=== Written request ===
Every entry here needs to be repeated exactly.

---+---

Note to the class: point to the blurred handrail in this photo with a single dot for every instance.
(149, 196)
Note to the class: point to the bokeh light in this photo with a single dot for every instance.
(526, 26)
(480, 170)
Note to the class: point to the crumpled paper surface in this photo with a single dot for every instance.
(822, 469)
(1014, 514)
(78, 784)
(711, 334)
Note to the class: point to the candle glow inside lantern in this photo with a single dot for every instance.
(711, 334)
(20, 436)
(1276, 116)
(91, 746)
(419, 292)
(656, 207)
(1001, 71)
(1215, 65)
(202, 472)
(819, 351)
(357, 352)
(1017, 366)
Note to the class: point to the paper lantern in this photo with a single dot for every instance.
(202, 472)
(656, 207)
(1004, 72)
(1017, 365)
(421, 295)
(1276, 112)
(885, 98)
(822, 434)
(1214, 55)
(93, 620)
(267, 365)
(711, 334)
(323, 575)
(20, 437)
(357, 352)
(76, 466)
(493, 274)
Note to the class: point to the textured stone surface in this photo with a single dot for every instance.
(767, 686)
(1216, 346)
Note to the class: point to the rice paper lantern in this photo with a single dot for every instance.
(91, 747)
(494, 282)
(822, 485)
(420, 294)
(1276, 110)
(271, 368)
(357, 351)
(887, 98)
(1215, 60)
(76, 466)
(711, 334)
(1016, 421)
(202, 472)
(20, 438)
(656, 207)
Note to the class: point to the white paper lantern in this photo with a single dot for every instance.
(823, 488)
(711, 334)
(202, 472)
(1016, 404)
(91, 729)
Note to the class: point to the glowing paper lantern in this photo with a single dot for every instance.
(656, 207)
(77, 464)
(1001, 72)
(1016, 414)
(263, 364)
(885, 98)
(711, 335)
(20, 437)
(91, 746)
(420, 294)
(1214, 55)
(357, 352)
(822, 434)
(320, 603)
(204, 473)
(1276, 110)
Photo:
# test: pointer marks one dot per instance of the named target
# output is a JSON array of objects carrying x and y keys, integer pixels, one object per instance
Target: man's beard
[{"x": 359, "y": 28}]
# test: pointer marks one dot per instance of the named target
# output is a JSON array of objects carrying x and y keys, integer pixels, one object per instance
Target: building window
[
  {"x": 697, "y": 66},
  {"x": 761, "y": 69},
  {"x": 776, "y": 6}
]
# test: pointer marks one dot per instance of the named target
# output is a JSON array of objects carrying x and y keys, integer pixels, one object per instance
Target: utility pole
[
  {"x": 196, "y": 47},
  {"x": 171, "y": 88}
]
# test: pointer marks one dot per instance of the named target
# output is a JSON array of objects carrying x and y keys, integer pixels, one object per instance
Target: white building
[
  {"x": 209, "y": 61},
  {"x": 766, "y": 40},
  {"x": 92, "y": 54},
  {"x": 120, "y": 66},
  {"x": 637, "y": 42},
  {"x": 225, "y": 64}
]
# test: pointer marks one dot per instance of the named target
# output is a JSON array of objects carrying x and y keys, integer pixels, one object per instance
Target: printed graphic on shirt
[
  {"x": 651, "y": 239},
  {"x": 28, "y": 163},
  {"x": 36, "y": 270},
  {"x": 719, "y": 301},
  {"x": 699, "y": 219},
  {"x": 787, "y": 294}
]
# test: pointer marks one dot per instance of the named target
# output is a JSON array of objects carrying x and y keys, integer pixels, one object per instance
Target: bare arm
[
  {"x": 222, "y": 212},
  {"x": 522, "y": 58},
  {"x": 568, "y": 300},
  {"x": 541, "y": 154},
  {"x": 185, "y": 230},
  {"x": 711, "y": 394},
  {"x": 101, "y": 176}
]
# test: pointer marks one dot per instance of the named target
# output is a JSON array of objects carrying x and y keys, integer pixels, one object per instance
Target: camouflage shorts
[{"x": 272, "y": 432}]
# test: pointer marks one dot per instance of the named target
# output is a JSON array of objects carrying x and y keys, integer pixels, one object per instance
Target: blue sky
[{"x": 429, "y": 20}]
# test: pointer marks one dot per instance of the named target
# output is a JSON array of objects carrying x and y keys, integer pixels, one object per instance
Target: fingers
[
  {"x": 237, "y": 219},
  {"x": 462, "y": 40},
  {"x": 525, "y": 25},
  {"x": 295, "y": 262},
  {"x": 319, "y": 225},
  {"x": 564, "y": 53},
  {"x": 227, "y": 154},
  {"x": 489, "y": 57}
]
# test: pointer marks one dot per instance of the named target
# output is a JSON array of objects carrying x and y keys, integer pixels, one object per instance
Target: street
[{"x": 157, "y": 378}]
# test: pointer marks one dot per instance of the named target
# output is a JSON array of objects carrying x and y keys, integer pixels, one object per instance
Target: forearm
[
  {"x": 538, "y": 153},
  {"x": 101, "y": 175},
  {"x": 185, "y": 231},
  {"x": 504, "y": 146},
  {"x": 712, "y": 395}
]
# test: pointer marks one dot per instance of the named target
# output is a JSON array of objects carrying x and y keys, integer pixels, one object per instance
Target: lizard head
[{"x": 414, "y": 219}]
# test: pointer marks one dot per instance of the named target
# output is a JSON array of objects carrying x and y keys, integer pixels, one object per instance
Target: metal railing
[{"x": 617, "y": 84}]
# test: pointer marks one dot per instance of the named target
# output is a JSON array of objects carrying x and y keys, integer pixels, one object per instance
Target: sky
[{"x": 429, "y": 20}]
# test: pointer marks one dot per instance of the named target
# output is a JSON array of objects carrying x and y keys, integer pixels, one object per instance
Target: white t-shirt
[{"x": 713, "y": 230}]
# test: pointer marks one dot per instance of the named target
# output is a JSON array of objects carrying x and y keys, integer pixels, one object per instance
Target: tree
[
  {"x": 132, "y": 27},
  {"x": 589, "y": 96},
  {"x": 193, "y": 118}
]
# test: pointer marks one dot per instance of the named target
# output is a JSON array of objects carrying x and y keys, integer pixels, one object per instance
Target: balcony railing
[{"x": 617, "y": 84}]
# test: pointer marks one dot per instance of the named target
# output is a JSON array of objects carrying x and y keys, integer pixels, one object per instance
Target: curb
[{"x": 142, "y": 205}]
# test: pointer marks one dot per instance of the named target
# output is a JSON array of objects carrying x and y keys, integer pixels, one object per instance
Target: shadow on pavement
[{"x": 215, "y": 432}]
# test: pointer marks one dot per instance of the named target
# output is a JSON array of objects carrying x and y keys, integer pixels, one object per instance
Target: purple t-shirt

---+---

=== Exercise solution ===
Note to the class: point to the blurred handrail in this photo with a single dot for every instance.
(149, 196)
Note to the class: point to the bokeh light in this photo with a single dot for every instance.
(526, 26)
(480, 170)
Note to the class: point to the crumpled paper surface in this photo with a single dot for every instance.
(822, 469)
(1014, 514)
(78, 784)
(711, 334)
Note to the class: point to the candle glow inside lantern in this photo with a single dot for every instance.
(711, 334)
(20, 436)
(1276, 116)
(91, 746)
(419, 292)
(656, 207)
(1001, 71)
(1215, 65)
(202, 472)
(819, 351)
(357, 352)
(1017, 366)
Note to the class: point to the paper lantern in this photo with a single dot for every instance.
(202, 472)
(656, 207)
(1004, 72)
(1017, 365)
(421, 295)
(1276, 112)
(885, 98)
(822, 434)
(1214, 55)
(93, 620)
(267, 365)
(711, 334)
(323, 575)
(20, 437)
(357, 352)
(76, 466)
(493, 274)
Note to the class: point to the textured stone surface in this photo with a single dot for every instance.
(767, 686)
(1216, 346)
Note to the class: point to the rice paper lantern in this photo with a single dot for every instance.
(91, 747)
(494, 282)
(822, 485)
(420, 294)
(1276, 110)
(271, 368)
(357, 351)
(887, 98)
(1215, 60)
(76, 466)
(711, 334)
(1016, 421)
(202, 472)
(20, 438)
(656, 207)
Note to the class: point to the white paper lantern in this photo with a single dot for every instance.
(823, 488)
(711, 334)
(202, 472)
(1016, 404)
(91, 729)
Note to the class: point to the glowing paper lantern in this photo with a single dot for every instance.
(656, 207)
(77, 464)
(1001, 72)
(1016, 414)
(263, 364)
(885, 98)
(711, 335)
(20, 437)
(91, 746)
(420, 294)
(1214, 55)
(357, 352)
(822, 434)
(320, 603)
(204, 473)
(1276, 110)
Photo:
# test: pointer marks one dot per instance of the named target
# output is a JSON array of objects carrying x and y keys, integer pixels, one object per instance
Target: man's beard
[{"x": 359, "y": 28}]
# test: pointer marks one dot per instance of the named target
# output is a JSON array of objects carrying x and y keys, integer pixels, one object per instance
Target: building window
[
  {"x": 697, "y": 66},
  {"x": 761, "y": 69},
  {"x": 776, "y": 6}
]
# test: pointer marks one dot per instance of the named target
# output is a JSON array of objects carrying x and y keys, integer pixels, one object per instance
Target: utility pole
[
  {"x": 196, "y": 47},
  {"x": 171, "y": 88}
]
# test: pointer marks one dot per instance of the named target
# output is a JSON array of objects carrying x and y keys, integer pixels, one object per instance
Target: white building
[
  {"x": 209, "y": 61},
  {"x": 766, "y": 40},
  {"x": 92, "y": 54},
  {"x": 120, "y": 66},
  {"x": 637, "y": 42},
  {"x": 225, "y": 64}
]
# test: pointer marks one dot per instance of the named target
# output is a JSON array of objects carrying x and y keys, integer pixels, one object per instance
Target: printed graphic on shirt
[
  {"x": 651, "y": 239},
  {"x": 28, "y": 163},
  {"x": 36, "y": 270},
  {"x": 719, "y": 301},
  {"x": 699, "y": 219},
  {"x": 787, "y": 294}
]
# test: pointer marks one dot per instance of the named target
# output is a JSON array of objects carrying x and y keys, integer pixels, one object per instance
Target: bare arm
[
  {"x": 222, "y": 212},
  {"x": 522, "y": 58},
  {"x": 568, "y": 300},
  {"x": 541, "y": 154},
  {"x": 185, "y": 230},
  {"x": 711, "y": 394},
  {"x": 101, "y": 176}
]
# test: pointer marks one dot per instance of the named target
# output is a JSON array of objects carrying x and y keys, integer pixels, one object per instance
Target: camouflage shorts
[{"x": 272, "y": 432}]
# test: pointer marks one dot per instance of the named target
# output is a JSON array of objects carrying x and y keys, integer pixels, one object per instance
Target: blue sky
[{"x": 429, "y": 20}]
# test: pointer marks one dot per instance of the named target
# output is a JSON array of objects carrying x and y keys, integer pixels, one object per instance
Target: fingers
[
  {"x": 237, "y": 219},
  {"x": 462, "y": 40},
  {"x": 525, "y": 25},
  {"x": 295, "y": 262},
  {"x": 319, "y": 225},
  {"x": 564, "y": 53},
  {"x": 227, "y": 154},
  {"x": 489, "y": 57}
]
# test: pointer marks one dot per instance of the named target
# output is a JSON array of objects carrying x and y keys, integer pixels, one object per instance
Target: street
[{"x": 157, "y": 378}]
# test: pointer marks one dot per instance of the named target
# output is a JSON array of objects carrying x and y keys, integer pixels, one object per instance
Target: forearm
[
  {"x": 538, "y": 153},
  {"x": 101, "y": 175},
  {"x": 185, "y": 231},
  {"x": 504, "y": 146},
  {"x": 712, "y": 395}
]
# test: pointer marks one dot per instance of the named target
# output is a JSON array of objects carrying x and y keys, integer pixels, one object per instance
Target: lizard head
[{"x": 414, "y": 219}]
# test: pointer marks one dot per instance of the named target
# output is a JSON array of objects carrying x and y keys, integer pixels, one object per instance
Target: metal railing
[{"x": 617, "y": 84}]
# test: pointer marks one dot per instance of the named target
# output is a JSON array of objects carrying x and y keys, integer pixels, one object per instance
Target: sky
[{"x": 429, "y": 20}]
# test: pointer marks one dot per instance of the named target
# output is a JSON array of objects carrying x and y keys, integer pixels, one object per instance
Target: white t-shirt
[{"x": 713, "y": 230}]
# test: pointer marks one dot per instance of the named target
# output is a JSON array of objects carrying x and y keys, integer pixels, one object per instance
Target: tree
[
  {"x": 132, "y": 27},
  {"x": 589, "y": 96},
  {"x": 193, "y": 118}
]
# test: pointer marks one dot per instance of the named target
# output is a JSON array of objects carrying x and y keys, integer pixels, one object per instance
Target: balcony railing
[{"x": 617, "y": 84}]
# test: pointer marks one dot per instance of the named target
# output is a JSON array of objects carrying x and y keys, integer pixels, one object per instance
Target: curb
[{"x": 142, "y": 205}]
# test: pointer marks one dot per instance of the named target
# output is a JSON array of objects carrying x and y keys, integer pixels, one object per instance
Target: shadow on pavement
[{"x": 215, "y": 432}]
# test: pointer marks one dot per instance of the named target
# output is a JSON array of objects carrying x and y keys, integer pixels, one object per instance
Target: purple t-shirt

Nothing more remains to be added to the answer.